▶ GIVEN EXERCISE
Reproduce each of the following lines verbatim, from the first to the last.

▶ SUPPLIED RECORDS
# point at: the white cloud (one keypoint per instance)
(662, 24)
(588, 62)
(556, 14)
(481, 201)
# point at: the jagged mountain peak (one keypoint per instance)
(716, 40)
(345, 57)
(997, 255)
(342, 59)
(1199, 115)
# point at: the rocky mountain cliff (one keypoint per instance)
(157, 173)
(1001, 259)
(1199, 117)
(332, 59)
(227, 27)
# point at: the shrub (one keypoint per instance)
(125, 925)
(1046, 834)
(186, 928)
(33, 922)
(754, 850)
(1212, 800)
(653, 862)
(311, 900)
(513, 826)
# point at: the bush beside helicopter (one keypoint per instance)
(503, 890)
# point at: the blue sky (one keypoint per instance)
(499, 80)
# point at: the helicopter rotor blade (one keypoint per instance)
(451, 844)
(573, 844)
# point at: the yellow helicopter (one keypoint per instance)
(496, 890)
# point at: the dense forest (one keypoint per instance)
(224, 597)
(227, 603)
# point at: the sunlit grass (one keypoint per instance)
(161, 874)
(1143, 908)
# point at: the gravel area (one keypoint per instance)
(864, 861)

▶ FINISHED ANSWER
# point at: the white cloud (one keypoint per instance)
(662, 24)
(588, 62)
(556, 14)
(481, 201)
# point at: the jagged mountain peak (one keypoint per instance)
(716, 40)
(345, 57)
(997, 255)
(342, 59)
(1199, 115)
# point at: the rocky mountain cliff (one keypoint per instance)
(157, 173)
(1001, 259)
(1199, 117)
(332, 59)
(227, 27)
# point at: the shrub (one keypoint per instance)
(125, 925)
(1046, 834)
(186, 928)
(33, 922)
(754, 850)
(1212, 800)
(653, 862)
(311, 900)
(513, 826)
# point at: the bush beside helicopter (one keypoint per instance)
(503, 890)
# point at: the blue sky (one keypoint per instance)
(499, 80)
# point at: the helicopter rotor blade (one keypoint per instance)
(451, 844)
(573, 844)
# point at: the yellow helicopter (one keypoint per instance)
(496, 890)
# point at: the dense forest (one keypoint per instance)
(224, 597)
(227, 603)
# point at: the sunlit grass (one keypoint per instance)
(161, 874)
(1143, 908)
# point at: the gravel area (one keypoint per instance)
(864, 861)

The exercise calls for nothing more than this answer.